**Exercise brief**
Rewrite the lines below with every "put a point on each instance" changed to "mark each instance with a point", keeping all else the same.

[Rows from a pointing dataset]
— BEGIN —
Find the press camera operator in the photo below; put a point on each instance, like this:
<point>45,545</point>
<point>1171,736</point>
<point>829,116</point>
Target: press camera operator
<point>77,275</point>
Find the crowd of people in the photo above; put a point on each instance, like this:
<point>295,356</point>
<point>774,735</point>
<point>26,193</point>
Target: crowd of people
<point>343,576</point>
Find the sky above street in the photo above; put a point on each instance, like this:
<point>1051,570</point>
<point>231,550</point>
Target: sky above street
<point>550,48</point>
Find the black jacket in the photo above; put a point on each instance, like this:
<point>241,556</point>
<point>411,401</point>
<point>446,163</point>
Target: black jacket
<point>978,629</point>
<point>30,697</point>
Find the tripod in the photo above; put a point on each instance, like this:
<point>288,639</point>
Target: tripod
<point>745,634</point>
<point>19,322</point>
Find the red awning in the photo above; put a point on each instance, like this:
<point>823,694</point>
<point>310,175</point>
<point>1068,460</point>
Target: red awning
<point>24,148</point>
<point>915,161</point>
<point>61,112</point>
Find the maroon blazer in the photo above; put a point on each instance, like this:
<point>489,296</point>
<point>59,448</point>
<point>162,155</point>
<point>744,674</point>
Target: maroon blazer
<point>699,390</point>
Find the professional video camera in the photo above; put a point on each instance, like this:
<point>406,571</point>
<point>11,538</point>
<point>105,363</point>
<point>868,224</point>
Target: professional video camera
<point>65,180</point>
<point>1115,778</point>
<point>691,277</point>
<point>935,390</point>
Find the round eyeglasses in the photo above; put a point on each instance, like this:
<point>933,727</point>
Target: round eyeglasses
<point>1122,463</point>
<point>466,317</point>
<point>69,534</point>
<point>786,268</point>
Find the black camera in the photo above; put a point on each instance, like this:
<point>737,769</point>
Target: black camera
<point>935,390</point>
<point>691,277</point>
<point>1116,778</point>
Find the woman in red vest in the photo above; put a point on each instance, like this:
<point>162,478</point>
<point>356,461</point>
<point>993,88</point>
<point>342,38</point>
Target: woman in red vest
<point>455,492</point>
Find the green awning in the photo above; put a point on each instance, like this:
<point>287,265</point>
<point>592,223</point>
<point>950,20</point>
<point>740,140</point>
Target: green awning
— END —
**Reply to the exercise**
Find the press camera operator in the photo below; mark each instance with a point, like this:
<point>45,545</point>
<point>1171,736</point>
<point>829,116</point>
Target: press camera operator
<point>77,275</point>
Find the crowd of people in the photo above; mark each instance with a point, like this:
<point>295,356</point>
<point>774,735</point>
<point>26,193</point>
Target: crowd of people
<point>343,576</point>
Find the sky above street in the photo above; mark each instance with a point, like this:
<point>1051,570</point>
<point>231,550</point>
Target: sky above street
<point>550,48</point>
Find the black jacket in the photo above; mark each instance with a point, like this:
<point>241,556</point>
<point>411,401</point>
<point>446,163</point>
Target: black jacket
<point>978,629</point>
<point>30,697</point>
Find the tripod in the photo above; mark each instance with a point, like this:
<point>288,639</point>
Target: tripod
<point>745,634</point>
<point>19,322</point>
Find the red awning in the photo above; mark each instance with a point, like this:
<point>823,694</point>
<point>310,175</point>
<point>1068,460</point>
Target: red awning
<point>24,148</point>
<point>915,161</point>
<point>61,112</point>
Find the maroon blazer in the photo above; mark each instance with a point, like this:
<point>489,296</point>
<point>59,448</point>
<point>162,155</point>
<point>744,674</point>
Target: maroon blazer
<point>699,390</point>
Find the professional video camera in the photo above; mark each instance with a point, like this:
<point>406,571</point>
<point>11,538</point>
<point>105,363</point>
<point>868,224</point>
Target: professional video camera
<point>65,180</point>
<point>1115,778</point>
<point>691,277</point>
<point>935,390</point>
Find the round eyeglasses in the photo above; mark each instance with a point, like this:
<point>933,727</point>
Target: round eyeglasses
<point>1122,463</point>
<point>466,317</point>
<point>69,534</point>
<point>786,268</point>
Find the black camera in the photo above; mark each instance with a point, like this:
<point>737,769</point>
Target: black camera
<point>935,390</point>
<point>691,277</point>
<point>1116,778</point>
Find the woman in red vest in the photo above; mark each instance with a point, like this:
<point>162,478</point>
<point>356,461</point>
<point>993,88</point>
<point>342,38</point>
Target: woman in red vest
<point>455,492</point>
Find the green awning in the photo above; mark each instance with a point, like this:
<point>287,265</point>
<point>592,223</point>
<point>950,20</point>
<point>740,140</point>
Target: green awning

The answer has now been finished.